[Data in this exercise]
-=-=-=-=-

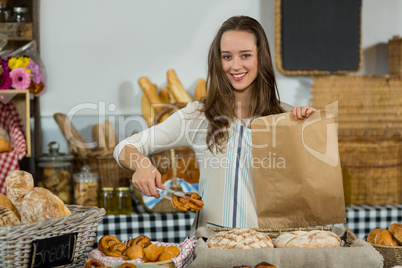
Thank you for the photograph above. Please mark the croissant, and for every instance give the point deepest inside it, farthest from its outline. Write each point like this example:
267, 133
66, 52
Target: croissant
192, 203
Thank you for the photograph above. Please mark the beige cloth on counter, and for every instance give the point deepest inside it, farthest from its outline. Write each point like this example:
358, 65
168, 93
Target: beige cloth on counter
360, 254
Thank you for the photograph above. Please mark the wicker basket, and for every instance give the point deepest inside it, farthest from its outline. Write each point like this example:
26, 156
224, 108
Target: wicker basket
367, 105
392, 255
16, 241
395, 55
374, 171
104, 164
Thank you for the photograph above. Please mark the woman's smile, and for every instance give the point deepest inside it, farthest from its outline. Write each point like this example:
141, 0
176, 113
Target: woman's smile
239, 58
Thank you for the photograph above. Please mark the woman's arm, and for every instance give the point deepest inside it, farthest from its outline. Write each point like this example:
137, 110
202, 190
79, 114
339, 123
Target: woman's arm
146, 175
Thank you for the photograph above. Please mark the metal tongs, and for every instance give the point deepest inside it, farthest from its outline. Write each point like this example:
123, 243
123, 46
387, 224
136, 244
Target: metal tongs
178, 193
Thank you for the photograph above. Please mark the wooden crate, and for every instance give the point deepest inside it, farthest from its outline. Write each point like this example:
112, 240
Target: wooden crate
395, 55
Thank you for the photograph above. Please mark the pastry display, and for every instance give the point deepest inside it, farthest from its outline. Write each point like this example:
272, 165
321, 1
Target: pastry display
191, 203
5, 145
6, 203
18, 184
307, 239
396, 230
40, 204
382, 237
138, 247
8, 218
239, 239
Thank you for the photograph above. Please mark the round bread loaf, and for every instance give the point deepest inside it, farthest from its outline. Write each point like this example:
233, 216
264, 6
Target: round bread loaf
8, 218
385, 238
396, 231
40, 204
6, 203
372, 234
18, 183
307, 239
239, 239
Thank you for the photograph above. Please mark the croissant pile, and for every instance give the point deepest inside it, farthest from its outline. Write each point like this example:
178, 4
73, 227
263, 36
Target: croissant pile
140, 247
391, 237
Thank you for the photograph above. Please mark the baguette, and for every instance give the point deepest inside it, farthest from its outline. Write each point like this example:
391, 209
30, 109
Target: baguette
77, 143
98, 135
150, 91
146, 109
176, 88
110, 136
165, 95
200, 90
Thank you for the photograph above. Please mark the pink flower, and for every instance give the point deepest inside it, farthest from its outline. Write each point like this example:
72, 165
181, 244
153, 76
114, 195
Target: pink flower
21, 79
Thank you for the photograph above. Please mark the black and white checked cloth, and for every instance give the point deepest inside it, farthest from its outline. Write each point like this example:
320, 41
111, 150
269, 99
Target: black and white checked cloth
175, 227
363, 219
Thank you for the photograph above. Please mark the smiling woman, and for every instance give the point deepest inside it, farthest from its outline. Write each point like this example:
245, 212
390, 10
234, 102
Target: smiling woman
241, 85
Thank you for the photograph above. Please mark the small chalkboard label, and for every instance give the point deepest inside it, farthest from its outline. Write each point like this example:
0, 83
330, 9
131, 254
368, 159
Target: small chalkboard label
53, 251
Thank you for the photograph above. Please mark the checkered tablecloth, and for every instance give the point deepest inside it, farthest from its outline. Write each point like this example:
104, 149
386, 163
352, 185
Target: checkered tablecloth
175, 227
363, 219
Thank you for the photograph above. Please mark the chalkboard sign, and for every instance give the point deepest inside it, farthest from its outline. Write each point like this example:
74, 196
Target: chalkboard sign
317, 36
53, 251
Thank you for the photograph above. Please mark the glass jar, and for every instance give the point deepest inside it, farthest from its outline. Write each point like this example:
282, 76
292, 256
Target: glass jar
21, 14
124, 201
107, 200
86, 188
54, 172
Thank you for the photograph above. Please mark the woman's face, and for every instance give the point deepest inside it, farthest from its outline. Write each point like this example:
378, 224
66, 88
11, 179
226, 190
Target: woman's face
239, 58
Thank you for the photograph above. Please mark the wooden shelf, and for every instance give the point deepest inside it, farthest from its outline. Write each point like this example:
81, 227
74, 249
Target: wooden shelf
21, 100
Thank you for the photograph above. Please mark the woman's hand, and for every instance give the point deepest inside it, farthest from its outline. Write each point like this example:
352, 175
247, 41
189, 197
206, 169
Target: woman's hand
146, 177
302, 112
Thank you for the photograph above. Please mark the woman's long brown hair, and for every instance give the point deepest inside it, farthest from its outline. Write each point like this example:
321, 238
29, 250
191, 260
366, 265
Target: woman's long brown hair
219, 102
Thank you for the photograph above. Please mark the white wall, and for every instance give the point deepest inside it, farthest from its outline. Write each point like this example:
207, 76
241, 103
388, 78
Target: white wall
95, 51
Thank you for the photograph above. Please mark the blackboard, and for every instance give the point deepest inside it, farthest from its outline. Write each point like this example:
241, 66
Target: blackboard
317, 36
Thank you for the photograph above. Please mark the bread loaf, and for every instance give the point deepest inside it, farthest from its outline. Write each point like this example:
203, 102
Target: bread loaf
98, 136
396, 231
76, 142
372, 234
307, 239
242, 238
200, 90
8, 218
40, 204
385, 238
110, 136
18, 184
5, 145
6, 203
176, 88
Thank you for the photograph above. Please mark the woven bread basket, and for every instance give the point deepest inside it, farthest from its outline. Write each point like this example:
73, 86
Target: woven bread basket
372, 170
16, 242
392, 255
168, 160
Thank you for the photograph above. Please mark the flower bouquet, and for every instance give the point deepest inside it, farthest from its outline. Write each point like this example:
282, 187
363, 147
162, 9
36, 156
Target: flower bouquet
22, 70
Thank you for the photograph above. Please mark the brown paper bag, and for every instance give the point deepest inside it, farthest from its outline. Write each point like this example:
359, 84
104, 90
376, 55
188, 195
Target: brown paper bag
298, 177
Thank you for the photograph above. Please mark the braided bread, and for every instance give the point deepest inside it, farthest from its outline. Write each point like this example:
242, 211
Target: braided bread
192, 203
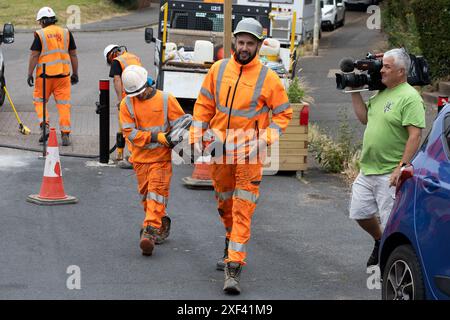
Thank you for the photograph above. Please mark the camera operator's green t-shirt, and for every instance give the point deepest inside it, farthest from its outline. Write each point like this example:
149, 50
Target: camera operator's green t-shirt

-=-=-=-=-

[Objective]
Give every line above as a JSON list of strings, one string per line, skipping blank lines and leaving out the pictures.

[Final answer]
[
  "Thank you for the photograph above. Please mark the croissant, and for every instance give the point deepest inside it, farthest from its outline. Write each point like this example:",
  "267, 133",
  "66, 52",
  "Target: croissant",
  "192, 203",
  "Thank you for the photograph above. Please mark the beige cloth on counter, and for every instance give the point deepest inside it, farthest from its outline. Write each point like this example:",
  "358, 65",
  "168, 93",
  "Target: beige cloth on counter",
  "360, 254",
  "Thank you for the photograph above. Please mark the wicker basket, and for every instance give the point deepest inside it, farthest from its outline. Write each point like this example:",
  "26, 156",
  "224, 108",
  "Target: wicker basket",
  "367, 105",
  "392, 255",
  "16, 241",
  "395, 55",
  "374, 171",
  "104, 164",
  "Thank you for the photograph above. Please mark the woman's smile, and for every instance give the point deepest inside it, farthest from its outline. Write each point like this example:",
  "141, 0",
  "176, 113",
  "Target: woman's smile",
  "239, 58",
  "Thank you for the photograph above. Please mark the woman's arm, and for every instance give the point deepest inside it, farthest from its outline. Write each point like this example:",
  "137, 110",
  "202, 190",
  "79, 114",
  "339, 123",
  "Target: woman's arm",
  "146, 175",
  "Thank you for the photograph above. Please mark the metal tongs, and for every instance give the point deepest inside it, farthest from its outline. Write each point like this example:",
  "123, 243",
  "123, 46",
  "387, 224",
  "136, 244",
  "Target: metal tongs",
  "178, 193",
  "Thank you for the photograph above. Please mark the wooden crate, and for every instance give the point deepest inside it, farthest from its outline. Write each point like this example:",
  "112, 240",
  "Target: wooden crate",
  "395, 55",
  "Thank you for the photograph above. Please mark the pastry display, and for every instance give the point deepest inside it, farthest from its outline. Write each point like this example:",
  "272, 165",
  "321, 1",
  "Target: pastry display",
  "191, 203",
  "5, 145",
  "6, 203",
  "18, 184",
  "307, 239",
  "396, 230",
  "40, 204",
  "382, 237",
  "138, 247",
  "8, 218",
  "239, 239",
  "Thank you for the photograph above. Please mark the round bread loaf, and for every instance give the point deepest inside it, farthest from its outline. Write each point like this example:",
  "233, 216",
  "264, 6",
  "Target: round bread loaf",
  "8, 218",
  "385, 238",
  "396, 231",
  "40, 204",
  "6, 203",
  "372, 234",
  "18, 183",
  "307, 239",
  "239, 239",
  "Thank you for the photograph above. Please mark the croissant pile, and for every instance give the point deepest inside it, farthest from its outline. Write each point like this example:",
  "178, 4",
  "73, 227",
  "263, 36",
  "Target: croissant pile",
  "140, 247",
  "391, 237",
  "Thank you for the photograph above. Please mark the baguette, and for every instance give the point deepest inside it, farthest from its outline. Write each point like this example:",
  "391, 209",
  "30, 109",
  "Target: baguette",
  "77, 143",
  "98, 135",
  "150, 91",
  "146, 109",
  "176, 88",
  "110, 136",
  "165, 95",
  "200, 90",
  "Thank you for the photograph above. Please mark the pink flower, and for every instance give the point deepest inside it, farthest from its outline. Write each point like this example:",
  "72, 165",
  "181, 244",
  "153, 76",
  "114, 195",
  "Target: pink flower",
  "21, 79",
  "Thank you for the photograph above. Please mark the black and white checked cloth, and for every instance give the point deepest inside it, farthest from its outline. Write each point like this example:",
  "320, 41",
  "111, 150",
  "269, 99",
  "Target: black and white checked cloth",
  "175, 227",
  "363, 219",
  "Thank you for the photograph above. Please mark the smiling woman, and for every instance give the point deepest inside it, farthest from its outline. Write each point like this example:",
  "245, 212",
  "390, 10",
  "234, 102",
  "Target: smiling woman",
  "241, 85",
  "Thank you for the photograph above. Please mark the small chalkboard label, and for every instance give the point deepest inside it, farthest from its outline. Write each point like this example:",
  "0, 83",
  "330, 9",
  "131, 254",
  "368, 159",
  "Target: small chalkboard label",
  "53, 251",
  "Thank you for the photograph above. Please mark the checkered tablecloth, and for every instance give the point deepest inside it, farthest from its outline. Write each point like this example:",
  "104, 149",
  "386, 163",
  "352, 185",
  "Target: checkered tablecloth",
  "175, 227",
  "363, 219",
  "Thank you for the photograph above. Please mark the chalkboard sign, and for every instance give the point deepest inside it, farthest from its outline. Write each point like this example:",
  "74, 196",
  "Target: chalkboard sign",
  "317, 36",
  "53, 251",
  "Thank you for the photograph above. Please mark the glass jar, and for every instance give the point deepest inside it, farthest from its outline. Write each point like this example:",
  "282, 76",
  "292, 256",
  "Target: glass jar",
  "21, 14",
  "124, 201",
  "107, 200",
  "86, 188",
  "54, 172",
  "Thank you for the photograph above. Please mark the woman's face, and for every instance give the point deepest inside it, farthest from its outline. Write each point like this example:",
  "378, 224",
  "66, 88",
  "11, 179",
  "226, 190",
  "Target: woman's face",
  "239, 58",
  "Thank you for the photograph above. Please mark the wooden shelf, and for every instance give the point deepest inside it, farthest from its outline. Write each point like this example:",
  "81, 227",
  "74, 249",
  "Target: wooden shelf",
  "21, 100",
  "Thank you for the photograph above. Please mark the woman's hand, and for every instance give the point deepest inside it, farthest from its outline. Write each point like this example:",
  "352, 175",
  "247, 41",
  "189, 197",
  "206, 169",
  "Target: woman's hand",
  "146, 177",
  "302, 112",
  "Thank you for the photograph above. Please mark the woman's long brown hair, and for every instance give the point deepest inside it, farthest from its outline. Write each point like this example:",
  "321, 238",
  "29, 250",
  "191, 260",
  "366, 265",
  "Target: woman's long brown hair",
  "219, 102",
  "Thank you for the photograph above. Please mark the white wall, and for every instance give the point deepest inside it, farthest from its outline. Write each point like this example:",
  "207, 76",
  "241, 103",
  "388, 78",
  "Target: white wall",
  "95, 51",
  "Thank you for the photograph above. Please mark the blackboard, and for every instance give the point deepest inside it, farthest from its outline. Write each point like this example:",
  "241, 66",
  "Target: blackboard",
  "317, 36",
  "Thank you for the photograph above. Please mark the bread loaf, and for every instance give the point deepest inside it, farthest from its outline. Write each point like this example:",
  "203, 102",
  "Target: bread loaf",
  "98, 136",
  "396, 231",
  "76, 142",
  "372, 234",
  "307, 239",
  "242, 238",
  "200, 90",
  "8, 218",
  "40, 204",
  "385, 238",
  "110, 136",
  "18, 184",
  "5, 145",
  "6, 203",
  "176, 88",
  "Thank you for the photograph above. Please mark the woven bread basket, and for every instance give the point deepest inside it, farthest from its outline. Write each point like this example:",
  "73, 86",
  "Target: woven bread basket",
  "372, 170",
  "16, 242",
  "392, 255",
  "168, 160",
  "Thank you for the photograph above. Please mark the flower bouquet, and for every instance give the point deepest inside it, farthest from its outline. Write each point like this example:",
  "282, 187",
  "363, 147",
  "162, 9",
  "36, 156",
  "Target: flower bouquet",
  "22, 70",
  "Thank you for the photograph above. Please mark the brown paper bag, and for every instance give the point deepest inside it, farthest from its outline. Write each point like this example:",
  "359, 84",
  "104, 90",
  "376, 55",
  "188, 195",
  "Target: brown paper bag",
  "298, 177",
  "Thank you for the photograph above. Please mark the braided bread, and for every instance give the point deepest inside it, farthest from its outline. Write each point like this example:",
  "242, 211",
  "Target: braided bread",
  "192, 203",
  "Thank you for the photograph above. Please mark the camera operator's green t-shirt, and for every instance give the point deepest inside it, farthest from its outline. Write each point like this example:",
  "149, 50",
  "Target: camera operator's green t-shirt"
]